What the task asks: Select every line in the listing below that contains the word "tower", and copy each one out in full.

Information shown:

----

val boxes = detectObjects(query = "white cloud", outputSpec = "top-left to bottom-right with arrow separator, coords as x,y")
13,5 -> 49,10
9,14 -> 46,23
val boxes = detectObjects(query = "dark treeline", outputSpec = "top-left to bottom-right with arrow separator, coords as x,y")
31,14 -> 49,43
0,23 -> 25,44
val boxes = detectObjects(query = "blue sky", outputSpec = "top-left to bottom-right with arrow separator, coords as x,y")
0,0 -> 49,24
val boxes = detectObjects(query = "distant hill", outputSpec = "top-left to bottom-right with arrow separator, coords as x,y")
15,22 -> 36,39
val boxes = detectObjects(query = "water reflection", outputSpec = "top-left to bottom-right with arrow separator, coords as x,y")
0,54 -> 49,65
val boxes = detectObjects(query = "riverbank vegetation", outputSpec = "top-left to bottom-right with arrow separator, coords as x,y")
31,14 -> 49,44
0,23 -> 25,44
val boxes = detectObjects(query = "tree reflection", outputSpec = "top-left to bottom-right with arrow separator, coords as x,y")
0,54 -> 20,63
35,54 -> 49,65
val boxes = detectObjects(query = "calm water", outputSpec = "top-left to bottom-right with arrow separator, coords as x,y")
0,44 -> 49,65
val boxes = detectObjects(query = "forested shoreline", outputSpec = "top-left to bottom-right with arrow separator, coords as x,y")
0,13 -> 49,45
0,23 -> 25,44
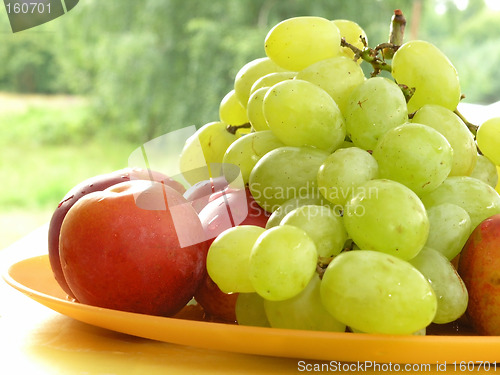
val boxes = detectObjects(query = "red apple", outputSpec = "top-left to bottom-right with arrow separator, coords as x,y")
194,273 -> 238,323
458,214 -> 500,336
59,180 -> 208,316
48,168 -> 185,297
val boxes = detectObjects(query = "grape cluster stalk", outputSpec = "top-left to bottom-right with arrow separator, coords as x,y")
180,10 -> 500,335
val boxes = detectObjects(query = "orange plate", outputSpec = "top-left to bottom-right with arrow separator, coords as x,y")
4,255 -> 500,363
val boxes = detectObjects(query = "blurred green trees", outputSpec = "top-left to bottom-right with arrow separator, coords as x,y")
0,0 -> 500,143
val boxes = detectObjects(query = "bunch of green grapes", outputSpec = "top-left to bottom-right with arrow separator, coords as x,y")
181,16 -> 500,334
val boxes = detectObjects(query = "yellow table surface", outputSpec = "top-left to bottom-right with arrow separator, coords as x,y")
0,225 -> 494,375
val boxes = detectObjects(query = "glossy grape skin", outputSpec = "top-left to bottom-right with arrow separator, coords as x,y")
317,147 -> 378,206
344,179 -> 429,260
320,250 -> 437,334
264,274 -> 346,332
421,176 -> 500,228
344,77 -> 408,150
249,225 -> 318,301
235,293 -> 271,327
373,123 -> 453,195
250,72 -> 297,95
263,79 -> 346,152
280,205 -> 347,258
207,225 -> 265,293
266,194 -> 328,229
249,147 -> 328,212
470,155 -> 498,188
425,203 -> 474,261
222,130 -> 285,184
264,16 -> 340,71
411,104 -> 477,176
297,56 -> 366,113
410,247 -> 469,324
392,40 -> 462,113
234,57 -> 286,108
179,121 -> 239,185
476,117 -> 500,165
219,90 -> 248,125
247,87 -> 270,131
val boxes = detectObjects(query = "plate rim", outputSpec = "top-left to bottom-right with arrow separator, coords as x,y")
2,254 -> 500,363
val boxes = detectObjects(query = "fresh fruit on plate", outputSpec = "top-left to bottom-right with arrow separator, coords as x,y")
59,180 -> 207,316
51,11 -> 500,335
48,168 -> 185,297
458,215 -> 500,336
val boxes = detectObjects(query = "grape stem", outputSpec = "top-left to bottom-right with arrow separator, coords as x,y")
340,38 -> 399,77
226,122 -> 252,134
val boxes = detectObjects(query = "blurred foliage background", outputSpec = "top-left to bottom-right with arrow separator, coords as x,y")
0,0 -> 500,248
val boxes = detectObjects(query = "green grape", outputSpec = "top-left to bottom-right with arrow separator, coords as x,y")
219,90 -> 248,125
344,77 -> 408,150
264,274 -> 346,332
179,122 -> 239,185
410,247 -> 469,324
339,141 -> 356,148
297,56 -> 366,113
248,147 -> 328,212
320,250 -> 437,335
250,72 -> 297,95
207,225 -> 265,293
425,203 -> 474,260
392,40 -> 462,113
421,176 -> 500,229
344,179 -> 429,262
222,130 -> 285,184
280,205 -> 347,258
332,19 -> 368,64
235,293 -> 271,327
318,147 -> 378,206
264,17 -> 340,71
234,57 -> 286,107
476,117 -> 500,165
247,87 -> 270,131
263,79 -> 346,152
249,225 -> 318,301
266,194 -> 326,229
470,155 -> 498,188
373,123 -> 453,195
412,104 -> 477,176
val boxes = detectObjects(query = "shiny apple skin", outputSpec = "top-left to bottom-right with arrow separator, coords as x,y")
59,180 -> 207,316
48,168 -> 185,298
458,215 -> 500,336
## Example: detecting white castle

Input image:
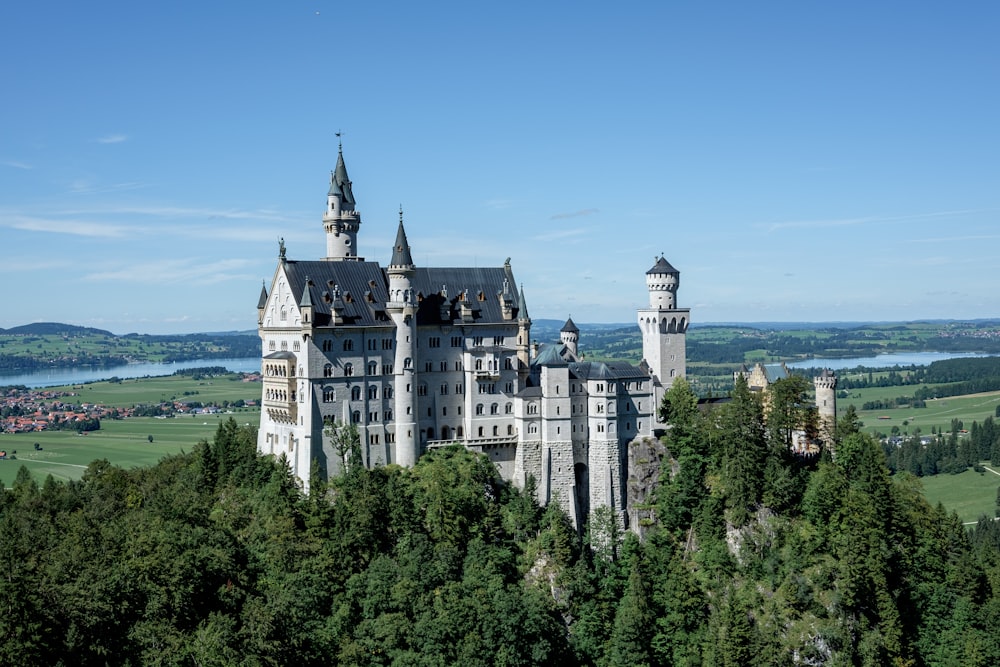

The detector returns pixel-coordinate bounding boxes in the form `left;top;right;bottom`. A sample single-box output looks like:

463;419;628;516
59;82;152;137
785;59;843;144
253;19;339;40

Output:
257;145;690;526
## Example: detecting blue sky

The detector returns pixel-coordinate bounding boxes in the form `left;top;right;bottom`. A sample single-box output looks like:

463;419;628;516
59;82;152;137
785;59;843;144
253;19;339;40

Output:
0;0;1000;333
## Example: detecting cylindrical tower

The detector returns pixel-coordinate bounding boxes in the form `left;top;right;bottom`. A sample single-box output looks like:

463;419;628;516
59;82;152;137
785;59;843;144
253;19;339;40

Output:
813;368;837;445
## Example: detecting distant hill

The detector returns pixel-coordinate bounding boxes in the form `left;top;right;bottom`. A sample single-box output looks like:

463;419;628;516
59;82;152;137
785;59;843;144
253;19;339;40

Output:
0;322;114;336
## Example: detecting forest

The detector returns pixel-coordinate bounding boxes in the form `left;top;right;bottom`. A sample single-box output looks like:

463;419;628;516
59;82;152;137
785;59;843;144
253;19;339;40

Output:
0;377;1000;667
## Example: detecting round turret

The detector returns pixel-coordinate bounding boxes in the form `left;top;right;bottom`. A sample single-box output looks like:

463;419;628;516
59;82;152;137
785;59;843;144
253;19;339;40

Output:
646;255;681;310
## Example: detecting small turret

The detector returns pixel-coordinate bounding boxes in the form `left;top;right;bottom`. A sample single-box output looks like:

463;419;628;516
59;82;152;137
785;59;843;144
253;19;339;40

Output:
559;317;580;357
323;144;362;261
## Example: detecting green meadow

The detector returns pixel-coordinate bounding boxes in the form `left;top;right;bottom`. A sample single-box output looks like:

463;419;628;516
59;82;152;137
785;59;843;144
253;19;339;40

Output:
52;373;260;408
920;461;1000;523
0;409;260;487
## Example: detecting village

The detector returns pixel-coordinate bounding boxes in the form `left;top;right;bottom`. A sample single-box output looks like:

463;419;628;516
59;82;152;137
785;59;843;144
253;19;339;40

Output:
0;373;260;434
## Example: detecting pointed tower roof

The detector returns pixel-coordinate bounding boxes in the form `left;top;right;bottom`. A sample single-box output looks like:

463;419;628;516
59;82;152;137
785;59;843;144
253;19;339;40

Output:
517;283;531;320
389;207;413;266
646;255;680;274
257;280;267;310
299;276;312;308
327;145;354;205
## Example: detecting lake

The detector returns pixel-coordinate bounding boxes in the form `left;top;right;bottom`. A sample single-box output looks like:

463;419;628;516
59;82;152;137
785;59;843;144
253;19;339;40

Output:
0;357;260;388
785;352;992;371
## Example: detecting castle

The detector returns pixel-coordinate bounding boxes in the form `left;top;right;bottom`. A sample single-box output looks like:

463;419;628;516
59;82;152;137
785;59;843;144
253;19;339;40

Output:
257;147;690;526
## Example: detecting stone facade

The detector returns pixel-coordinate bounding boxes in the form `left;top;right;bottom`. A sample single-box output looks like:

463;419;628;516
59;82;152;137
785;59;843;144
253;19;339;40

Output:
257;147;689;527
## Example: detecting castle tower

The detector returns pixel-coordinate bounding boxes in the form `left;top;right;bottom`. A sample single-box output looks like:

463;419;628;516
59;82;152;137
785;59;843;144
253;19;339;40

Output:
559;317;580;358
323;145;363;261
517;285;531;387
386;208;419;466
639;255;691;414
813;368;837;451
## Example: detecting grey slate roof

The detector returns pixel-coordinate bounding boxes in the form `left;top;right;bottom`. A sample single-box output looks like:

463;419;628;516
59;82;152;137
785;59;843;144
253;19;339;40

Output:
284;260;517;326
389;222;413;266
327;150;354;206
646;255;680;275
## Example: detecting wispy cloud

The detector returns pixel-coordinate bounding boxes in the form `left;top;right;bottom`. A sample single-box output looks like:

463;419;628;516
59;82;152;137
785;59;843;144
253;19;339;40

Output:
903;234;1000;243
0;212;129;238
757;209;980;232
69;181;149;195
83;259;256;288
549;208;600;220
97;134;128;144
532;227;593;241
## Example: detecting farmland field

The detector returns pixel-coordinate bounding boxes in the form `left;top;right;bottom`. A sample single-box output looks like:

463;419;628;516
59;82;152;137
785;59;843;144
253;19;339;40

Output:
920;462;1000;523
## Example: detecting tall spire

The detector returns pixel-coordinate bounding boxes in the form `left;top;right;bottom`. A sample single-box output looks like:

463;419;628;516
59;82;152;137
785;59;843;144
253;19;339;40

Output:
389;206;413;266
327;144;354;210
517;283;531;322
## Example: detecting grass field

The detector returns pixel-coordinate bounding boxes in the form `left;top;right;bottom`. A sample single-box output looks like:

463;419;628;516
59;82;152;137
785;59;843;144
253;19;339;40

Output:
52;374;261;408
920;463;1000;523
0;409;260;487
837;387;1000;435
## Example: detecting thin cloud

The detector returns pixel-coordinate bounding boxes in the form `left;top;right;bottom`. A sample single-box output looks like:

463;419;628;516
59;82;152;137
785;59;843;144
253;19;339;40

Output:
97;134;128;144
757;209;980;232
549;208;600;220
83;259;254;286
0;213;129;238
533;227;591;241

----

Result:
## Example: detecting cylindrical tower
## Example: detecting pointed tower roof
## Example: detecting castle tower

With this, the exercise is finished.